* Reading text
════
Regular readers of KitchenSavvy will know that one of my quests is to make the perfect loaf of bread. You may have read some of the articles and maybe even tried my Breadmaker Jewish Rye Bread recipe (Hint - you don't need a breadmaker. It is just as easy to make by hand or with a mixer).
Well, I just spent four great days at the King Arthur Flour Baking Education Center in Norwich, Vermont taking their Artisan Baking at Home class. I honestly can't say enough about how much I enjoyed the class and how much I learned.
The content took us through focaccia and lunetta (made from the same dough), ciabatta, lavash, baguettes, croissant, pain au chocolat, bear claws, sourdough, rye fougasse and pizza. With the exception of the ciabatta, which was demonstration only, we made every one of these items. We learned how make the dough, how to shape the various loaves, including baguettes (a skill that had previously defied most of my attempts), and how to slash the loaves prior to baking. We saw how the bread was loaded into professional ovens, and helped a little, too, and we even got to use their wood-fired oven to cook our own pizzas. Now, if I could just convince Pat that I need one of those!
The class was well designed in two important ways. First, there was a good mix of demonstration and hands on. For each item we made there was an up-front demonstration by the instructor, followed by hands-on at our benches, learning by doing. For most recipes, there were two or more up front demonstrations. For the focaccia and lunetta, there was one on mixing the dough and one on forming the bread. For croissants, there were more since we needed to prepare the dough and butter, bring them together, roll them to form the final dough, and then roll, cut and shape the pastries. I found the movement between demonstration and bench was just right for me to learn the steps in chunks that were easy to remember.
════
* Data

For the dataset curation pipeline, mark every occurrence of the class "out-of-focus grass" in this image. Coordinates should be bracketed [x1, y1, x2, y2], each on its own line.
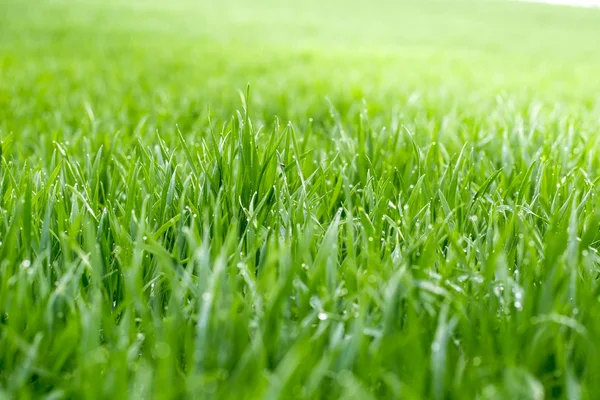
════
* Set exercise
Can you repeat, word for word, the passage of the baking class article from "The class was" up to and including "easy to remember."? The material has no connection to the baking class article.

* Output below
The class was well designed in two important ways. First, there was a good mix of demonstration and hands on. For each item we made there was an up-front demonstration by the instructor, followed by hands-on at our benches, learning by doing. For most recipes, there were two or more up front demonstrations. For the focaccia and lunetta, there was one on mixing the dough and one on forming the bread. For croissants, there were more since we needed to prepare the dough and butter, bring them together, roll them to form the final dough, and then roll, cut and shape the pastries. I found the movement between demonstration and bench was just right for me to learn the steps in chunks that were easy to remember.